Count the lines in the records below that contain the word "jersey", and reply with the number alone.

-------- Material for this exercise

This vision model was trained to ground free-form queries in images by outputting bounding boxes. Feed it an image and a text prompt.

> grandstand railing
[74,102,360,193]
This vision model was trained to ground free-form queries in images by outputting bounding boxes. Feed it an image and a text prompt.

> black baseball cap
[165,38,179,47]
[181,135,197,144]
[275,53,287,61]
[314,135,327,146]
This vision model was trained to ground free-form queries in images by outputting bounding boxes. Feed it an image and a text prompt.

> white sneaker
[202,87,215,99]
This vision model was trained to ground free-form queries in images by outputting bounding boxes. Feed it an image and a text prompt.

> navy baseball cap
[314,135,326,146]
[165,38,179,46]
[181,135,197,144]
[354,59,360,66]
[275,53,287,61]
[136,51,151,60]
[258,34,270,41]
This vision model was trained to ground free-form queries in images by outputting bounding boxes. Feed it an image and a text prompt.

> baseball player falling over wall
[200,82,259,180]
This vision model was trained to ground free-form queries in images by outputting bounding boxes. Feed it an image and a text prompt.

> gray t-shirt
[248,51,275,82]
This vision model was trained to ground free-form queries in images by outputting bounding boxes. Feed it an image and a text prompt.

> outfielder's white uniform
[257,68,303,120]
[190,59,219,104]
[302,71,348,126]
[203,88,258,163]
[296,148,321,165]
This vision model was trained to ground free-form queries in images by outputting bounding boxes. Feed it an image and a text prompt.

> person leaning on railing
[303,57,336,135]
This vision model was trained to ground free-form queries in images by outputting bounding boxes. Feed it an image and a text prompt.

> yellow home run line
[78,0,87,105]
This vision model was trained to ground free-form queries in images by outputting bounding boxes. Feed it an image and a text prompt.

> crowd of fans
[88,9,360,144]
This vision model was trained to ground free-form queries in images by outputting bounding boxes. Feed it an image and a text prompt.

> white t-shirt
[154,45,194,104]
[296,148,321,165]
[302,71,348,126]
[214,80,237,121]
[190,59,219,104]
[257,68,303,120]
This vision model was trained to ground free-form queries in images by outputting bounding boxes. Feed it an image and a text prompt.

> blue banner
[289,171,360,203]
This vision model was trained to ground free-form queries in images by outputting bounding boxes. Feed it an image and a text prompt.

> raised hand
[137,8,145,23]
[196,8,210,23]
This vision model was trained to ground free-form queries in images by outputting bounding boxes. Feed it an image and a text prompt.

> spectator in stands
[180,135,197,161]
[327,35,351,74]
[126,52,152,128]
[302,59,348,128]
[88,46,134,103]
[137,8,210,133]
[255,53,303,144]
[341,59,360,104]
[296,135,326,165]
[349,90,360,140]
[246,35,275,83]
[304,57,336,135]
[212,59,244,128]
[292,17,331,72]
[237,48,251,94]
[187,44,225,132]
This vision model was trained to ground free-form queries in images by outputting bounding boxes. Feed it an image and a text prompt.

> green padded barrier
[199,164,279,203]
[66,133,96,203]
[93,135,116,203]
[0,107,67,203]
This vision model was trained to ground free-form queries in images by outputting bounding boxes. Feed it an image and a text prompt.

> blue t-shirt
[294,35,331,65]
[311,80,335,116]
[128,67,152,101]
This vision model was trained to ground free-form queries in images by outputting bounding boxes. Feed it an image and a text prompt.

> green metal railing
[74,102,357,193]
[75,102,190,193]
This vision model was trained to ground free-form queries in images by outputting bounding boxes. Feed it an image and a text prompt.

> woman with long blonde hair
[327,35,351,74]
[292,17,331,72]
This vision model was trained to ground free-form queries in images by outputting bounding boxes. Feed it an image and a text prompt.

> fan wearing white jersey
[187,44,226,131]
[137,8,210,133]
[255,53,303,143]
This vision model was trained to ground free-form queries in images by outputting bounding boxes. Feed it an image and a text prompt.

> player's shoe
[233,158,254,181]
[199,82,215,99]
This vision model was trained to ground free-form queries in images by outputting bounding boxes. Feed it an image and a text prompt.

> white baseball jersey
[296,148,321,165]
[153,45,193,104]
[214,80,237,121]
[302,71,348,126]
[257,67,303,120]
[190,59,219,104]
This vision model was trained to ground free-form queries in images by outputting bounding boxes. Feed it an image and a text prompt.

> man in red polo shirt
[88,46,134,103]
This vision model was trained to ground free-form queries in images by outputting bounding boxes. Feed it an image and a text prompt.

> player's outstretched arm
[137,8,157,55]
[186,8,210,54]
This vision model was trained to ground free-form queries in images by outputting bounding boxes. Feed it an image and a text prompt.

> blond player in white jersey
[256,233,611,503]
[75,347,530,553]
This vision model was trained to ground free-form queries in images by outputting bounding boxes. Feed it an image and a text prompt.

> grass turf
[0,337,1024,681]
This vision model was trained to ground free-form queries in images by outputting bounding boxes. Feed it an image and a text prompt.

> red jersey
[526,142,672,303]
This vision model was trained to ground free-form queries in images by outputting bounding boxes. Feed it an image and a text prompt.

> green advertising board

----------------

— Response —
4